***** RECORDS SUPPLIED *****
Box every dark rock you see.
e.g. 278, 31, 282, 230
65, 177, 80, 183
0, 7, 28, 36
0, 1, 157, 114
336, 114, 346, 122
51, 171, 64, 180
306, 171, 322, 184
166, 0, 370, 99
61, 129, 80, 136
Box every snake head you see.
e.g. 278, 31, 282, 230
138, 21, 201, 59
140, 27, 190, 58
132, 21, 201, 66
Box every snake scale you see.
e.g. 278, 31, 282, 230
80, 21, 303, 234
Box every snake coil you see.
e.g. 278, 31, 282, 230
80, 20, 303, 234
*****
***** RECORDS SUPPLIED *****
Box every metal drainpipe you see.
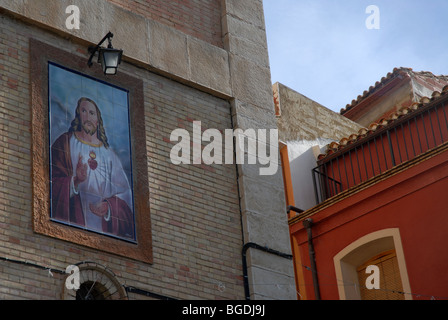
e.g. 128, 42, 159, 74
*****
• WHAT IS REQUIRED:
Note how many lines in the listing above contain the word "snake" and give only that number.

• ANSWER TO THIS PROBLEM:
3